Part of a data file:
%%
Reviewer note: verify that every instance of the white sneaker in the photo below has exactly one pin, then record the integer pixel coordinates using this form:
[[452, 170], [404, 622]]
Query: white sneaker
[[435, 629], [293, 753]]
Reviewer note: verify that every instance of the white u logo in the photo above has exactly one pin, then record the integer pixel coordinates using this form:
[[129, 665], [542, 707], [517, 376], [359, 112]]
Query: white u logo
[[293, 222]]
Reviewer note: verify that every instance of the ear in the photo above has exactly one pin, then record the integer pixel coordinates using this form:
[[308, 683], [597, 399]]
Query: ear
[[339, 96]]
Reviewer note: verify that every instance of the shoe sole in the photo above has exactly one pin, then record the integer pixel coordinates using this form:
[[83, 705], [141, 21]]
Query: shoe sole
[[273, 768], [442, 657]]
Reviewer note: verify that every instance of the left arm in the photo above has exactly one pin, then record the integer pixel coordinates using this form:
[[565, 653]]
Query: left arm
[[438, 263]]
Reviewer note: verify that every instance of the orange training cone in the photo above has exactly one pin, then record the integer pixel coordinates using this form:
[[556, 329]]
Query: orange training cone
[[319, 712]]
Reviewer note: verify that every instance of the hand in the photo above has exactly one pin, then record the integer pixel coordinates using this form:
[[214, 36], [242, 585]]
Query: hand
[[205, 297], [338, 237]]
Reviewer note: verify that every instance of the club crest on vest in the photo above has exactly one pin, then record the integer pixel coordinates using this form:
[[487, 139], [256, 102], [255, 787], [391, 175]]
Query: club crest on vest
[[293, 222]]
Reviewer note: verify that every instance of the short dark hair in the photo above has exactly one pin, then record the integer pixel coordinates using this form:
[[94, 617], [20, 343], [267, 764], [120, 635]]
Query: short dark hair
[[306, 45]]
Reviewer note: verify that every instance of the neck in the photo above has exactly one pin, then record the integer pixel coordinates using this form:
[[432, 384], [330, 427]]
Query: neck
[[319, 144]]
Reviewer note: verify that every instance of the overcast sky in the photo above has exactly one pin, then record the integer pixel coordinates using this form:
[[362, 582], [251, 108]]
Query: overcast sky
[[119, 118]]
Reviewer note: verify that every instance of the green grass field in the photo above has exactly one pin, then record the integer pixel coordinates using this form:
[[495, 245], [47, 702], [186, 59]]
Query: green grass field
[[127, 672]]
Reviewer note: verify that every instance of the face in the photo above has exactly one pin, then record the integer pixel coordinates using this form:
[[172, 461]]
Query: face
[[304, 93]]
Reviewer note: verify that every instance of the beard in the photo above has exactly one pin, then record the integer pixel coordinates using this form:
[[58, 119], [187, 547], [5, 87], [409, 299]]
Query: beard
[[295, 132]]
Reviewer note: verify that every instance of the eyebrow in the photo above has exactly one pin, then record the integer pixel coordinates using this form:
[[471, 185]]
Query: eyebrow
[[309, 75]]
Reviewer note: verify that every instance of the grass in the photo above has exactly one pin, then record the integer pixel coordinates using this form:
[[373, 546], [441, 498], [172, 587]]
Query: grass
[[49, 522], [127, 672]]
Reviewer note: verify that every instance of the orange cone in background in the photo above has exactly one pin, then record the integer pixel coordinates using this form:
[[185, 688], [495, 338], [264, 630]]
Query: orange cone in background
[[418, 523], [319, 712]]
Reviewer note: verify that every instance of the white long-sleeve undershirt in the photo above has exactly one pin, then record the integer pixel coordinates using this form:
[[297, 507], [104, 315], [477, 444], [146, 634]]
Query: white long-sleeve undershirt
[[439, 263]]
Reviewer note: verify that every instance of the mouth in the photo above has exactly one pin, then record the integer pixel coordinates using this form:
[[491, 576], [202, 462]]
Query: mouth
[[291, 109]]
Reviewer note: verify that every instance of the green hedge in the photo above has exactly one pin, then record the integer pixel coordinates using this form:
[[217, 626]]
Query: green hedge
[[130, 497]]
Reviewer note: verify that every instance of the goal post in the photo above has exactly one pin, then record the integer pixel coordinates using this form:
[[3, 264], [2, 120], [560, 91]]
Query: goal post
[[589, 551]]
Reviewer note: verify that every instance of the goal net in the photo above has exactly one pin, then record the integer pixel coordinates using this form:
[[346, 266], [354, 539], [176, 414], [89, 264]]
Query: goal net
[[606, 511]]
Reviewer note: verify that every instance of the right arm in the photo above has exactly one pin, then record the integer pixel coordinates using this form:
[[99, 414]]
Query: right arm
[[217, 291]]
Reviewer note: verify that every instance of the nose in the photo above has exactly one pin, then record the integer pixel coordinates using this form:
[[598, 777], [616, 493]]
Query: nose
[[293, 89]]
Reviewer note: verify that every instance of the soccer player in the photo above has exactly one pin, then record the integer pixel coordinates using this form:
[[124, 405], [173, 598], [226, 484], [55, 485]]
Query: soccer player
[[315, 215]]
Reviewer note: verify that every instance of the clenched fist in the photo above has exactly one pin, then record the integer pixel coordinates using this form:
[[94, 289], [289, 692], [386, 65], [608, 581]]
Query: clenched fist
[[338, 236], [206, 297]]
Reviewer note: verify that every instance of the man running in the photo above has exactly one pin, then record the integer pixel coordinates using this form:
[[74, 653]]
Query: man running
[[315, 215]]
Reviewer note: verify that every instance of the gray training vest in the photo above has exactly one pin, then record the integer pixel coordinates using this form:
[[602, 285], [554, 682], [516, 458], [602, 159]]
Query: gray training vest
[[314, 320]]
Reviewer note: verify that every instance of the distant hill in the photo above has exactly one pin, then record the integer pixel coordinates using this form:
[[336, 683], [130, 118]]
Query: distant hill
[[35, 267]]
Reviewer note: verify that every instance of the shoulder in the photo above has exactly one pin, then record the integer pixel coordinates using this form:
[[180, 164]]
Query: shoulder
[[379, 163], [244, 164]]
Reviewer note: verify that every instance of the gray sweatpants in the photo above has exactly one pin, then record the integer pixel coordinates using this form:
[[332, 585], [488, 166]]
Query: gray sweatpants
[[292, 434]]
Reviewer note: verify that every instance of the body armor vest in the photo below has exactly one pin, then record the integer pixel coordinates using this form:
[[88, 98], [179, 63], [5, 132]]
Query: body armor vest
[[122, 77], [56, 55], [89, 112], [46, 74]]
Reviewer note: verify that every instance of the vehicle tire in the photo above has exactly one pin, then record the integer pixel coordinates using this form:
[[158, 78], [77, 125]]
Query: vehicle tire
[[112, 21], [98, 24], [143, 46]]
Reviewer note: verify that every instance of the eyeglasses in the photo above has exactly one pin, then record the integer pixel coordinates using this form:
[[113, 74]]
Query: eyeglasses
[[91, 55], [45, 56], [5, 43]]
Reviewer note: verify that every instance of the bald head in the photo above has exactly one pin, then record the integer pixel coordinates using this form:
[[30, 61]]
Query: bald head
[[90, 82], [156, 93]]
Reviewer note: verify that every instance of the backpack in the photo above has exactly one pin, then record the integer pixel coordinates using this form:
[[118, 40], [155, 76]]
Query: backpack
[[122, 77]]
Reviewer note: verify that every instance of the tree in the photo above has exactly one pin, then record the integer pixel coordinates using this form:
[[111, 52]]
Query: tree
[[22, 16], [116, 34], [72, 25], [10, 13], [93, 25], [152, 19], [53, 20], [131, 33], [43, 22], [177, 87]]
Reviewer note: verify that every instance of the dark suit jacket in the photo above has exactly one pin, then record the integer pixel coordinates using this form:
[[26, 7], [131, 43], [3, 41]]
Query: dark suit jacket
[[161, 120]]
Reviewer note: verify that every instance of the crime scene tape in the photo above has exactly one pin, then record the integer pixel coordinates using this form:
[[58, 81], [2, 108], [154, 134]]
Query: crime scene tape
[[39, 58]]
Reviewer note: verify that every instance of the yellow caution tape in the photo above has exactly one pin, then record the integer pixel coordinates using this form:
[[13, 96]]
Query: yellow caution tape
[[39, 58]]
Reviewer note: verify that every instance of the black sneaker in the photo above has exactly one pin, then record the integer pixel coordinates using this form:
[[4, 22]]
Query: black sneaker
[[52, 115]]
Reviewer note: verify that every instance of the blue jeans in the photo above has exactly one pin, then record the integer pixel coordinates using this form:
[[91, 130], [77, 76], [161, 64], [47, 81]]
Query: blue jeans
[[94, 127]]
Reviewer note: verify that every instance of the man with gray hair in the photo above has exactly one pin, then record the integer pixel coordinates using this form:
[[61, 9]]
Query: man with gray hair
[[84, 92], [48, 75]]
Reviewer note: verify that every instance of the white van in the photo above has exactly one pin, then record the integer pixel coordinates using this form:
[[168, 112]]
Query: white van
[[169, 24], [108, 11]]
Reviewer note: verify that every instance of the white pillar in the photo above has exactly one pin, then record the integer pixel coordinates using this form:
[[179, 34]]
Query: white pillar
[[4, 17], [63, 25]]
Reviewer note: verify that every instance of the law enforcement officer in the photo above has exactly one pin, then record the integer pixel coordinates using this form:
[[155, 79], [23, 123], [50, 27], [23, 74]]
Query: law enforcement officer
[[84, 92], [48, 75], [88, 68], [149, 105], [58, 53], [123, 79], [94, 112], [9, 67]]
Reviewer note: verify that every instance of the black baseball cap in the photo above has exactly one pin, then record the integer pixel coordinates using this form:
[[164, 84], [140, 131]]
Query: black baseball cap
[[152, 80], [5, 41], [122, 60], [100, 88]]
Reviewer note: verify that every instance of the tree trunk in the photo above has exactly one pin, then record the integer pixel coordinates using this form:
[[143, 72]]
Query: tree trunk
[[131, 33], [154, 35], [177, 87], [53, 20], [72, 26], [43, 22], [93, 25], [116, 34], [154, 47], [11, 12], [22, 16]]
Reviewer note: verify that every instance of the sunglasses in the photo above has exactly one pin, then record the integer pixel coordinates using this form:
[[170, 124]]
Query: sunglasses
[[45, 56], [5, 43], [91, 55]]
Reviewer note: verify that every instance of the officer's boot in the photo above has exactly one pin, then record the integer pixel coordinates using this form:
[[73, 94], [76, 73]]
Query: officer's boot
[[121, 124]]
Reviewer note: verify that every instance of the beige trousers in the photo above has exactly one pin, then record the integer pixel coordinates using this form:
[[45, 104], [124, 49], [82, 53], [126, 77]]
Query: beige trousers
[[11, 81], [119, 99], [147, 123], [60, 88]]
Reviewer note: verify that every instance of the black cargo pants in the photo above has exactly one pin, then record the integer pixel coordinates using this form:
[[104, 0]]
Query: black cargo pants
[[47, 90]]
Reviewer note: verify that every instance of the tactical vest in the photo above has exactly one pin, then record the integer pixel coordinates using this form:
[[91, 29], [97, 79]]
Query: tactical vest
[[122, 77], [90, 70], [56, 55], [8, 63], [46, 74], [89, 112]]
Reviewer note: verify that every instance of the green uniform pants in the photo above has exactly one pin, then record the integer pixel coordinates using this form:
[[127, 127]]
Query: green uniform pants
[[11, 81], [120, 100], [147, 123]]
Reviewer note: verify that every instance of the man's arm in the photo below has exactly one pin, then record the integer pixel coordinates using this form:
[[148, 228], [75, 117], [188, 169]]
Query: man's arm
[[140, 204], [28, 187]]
%%
%%
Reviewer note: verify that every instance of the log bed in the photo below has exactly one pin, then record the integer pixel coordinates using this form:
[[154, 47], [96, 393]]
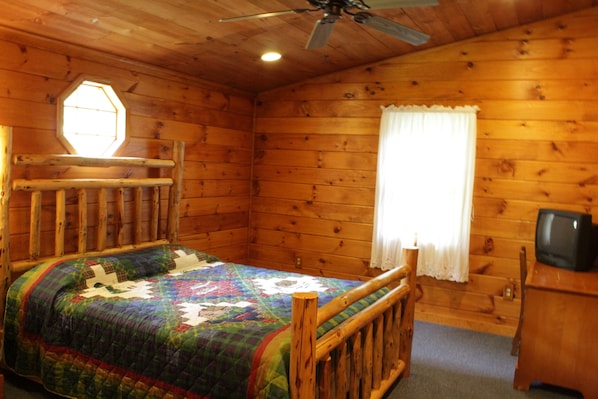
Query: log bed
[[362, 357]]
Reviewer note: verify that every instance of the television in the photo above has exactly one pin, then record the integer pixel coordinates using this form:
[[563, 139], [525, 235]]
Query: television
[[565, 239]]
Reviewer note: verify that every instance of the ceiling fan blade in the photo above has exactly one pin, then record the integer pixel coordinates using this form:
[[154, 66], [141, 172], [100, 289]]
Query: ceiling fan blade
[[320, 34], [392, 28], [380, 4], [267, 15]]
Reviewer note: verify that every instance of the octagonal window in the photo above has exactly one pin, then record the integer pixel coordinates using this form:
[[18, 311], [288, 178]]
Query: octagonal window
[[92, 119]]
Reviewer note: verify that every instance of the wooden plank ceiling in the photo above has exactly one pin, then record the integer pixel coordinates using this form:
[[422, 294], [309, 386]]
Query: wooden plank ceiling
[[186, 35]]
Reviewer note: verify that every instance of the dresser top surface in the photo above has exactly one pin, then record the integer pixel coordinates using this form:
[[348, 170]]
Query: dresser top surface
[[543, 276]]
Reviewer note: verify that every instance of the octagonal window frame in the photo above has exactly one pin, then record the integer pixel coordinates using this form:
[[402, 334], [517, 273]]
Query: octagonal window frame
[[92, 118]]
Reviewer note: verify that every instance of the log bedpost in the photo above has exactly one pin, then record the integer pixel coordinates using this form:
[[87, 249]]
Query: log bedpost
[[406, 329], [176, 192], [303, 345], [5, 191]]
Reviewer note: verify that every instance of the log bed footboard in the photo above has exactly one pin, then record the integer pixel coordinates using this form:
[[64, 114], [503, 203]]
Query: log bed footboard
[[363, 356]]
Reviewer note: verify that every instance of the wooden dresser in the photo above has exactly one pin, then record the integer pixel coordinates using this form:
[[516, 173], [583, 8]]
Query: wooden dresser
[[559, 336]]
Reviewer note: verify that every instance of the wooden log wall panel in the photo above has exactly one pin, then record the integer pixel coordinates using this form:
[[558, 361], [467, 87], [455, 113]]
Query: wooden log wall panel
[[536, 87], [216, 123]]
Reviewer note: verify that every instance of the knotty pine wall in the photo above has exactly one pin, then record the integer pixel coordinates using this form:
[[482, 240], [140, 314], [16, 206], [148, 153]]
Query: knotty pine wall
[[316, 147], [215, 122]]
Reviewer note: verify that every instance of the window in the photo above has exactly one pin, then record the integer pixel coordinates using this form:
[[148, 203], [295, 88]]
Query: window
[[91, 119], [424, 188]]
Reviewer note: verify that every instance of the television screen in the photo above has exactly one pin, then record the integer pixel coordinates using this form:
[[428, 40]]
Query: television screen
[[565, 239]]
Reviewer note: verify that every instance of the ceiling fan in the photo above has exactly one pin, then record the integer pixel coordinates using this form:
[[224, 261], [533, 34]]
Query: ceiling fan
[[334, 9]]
%%
Task prompt:
Copy the records from the line with "Reviewer note: verify that every instance of the dresser" up to and including the line with "[[92, 118]]", keeping every line, and add 20 to each number in the answer coordinates. Leave the other lines, including their sample coordinates, unchanged.

Complete output:
Reviewer note: verify that every instance of the dresser top surface in the photo above has exactly one pin, then record the integer pixel coordinates using this form:
[[348, 170]]
Query: dresser top surface
[[563, 296]]
Reviewer note: verify that every instance of the octagonal window frame in the photo above has exactly one pin, then record the integer pixel coordinates using this form:
[[402, 334], [517, 273]]
Query: octagonal window frame
[[112, 138]]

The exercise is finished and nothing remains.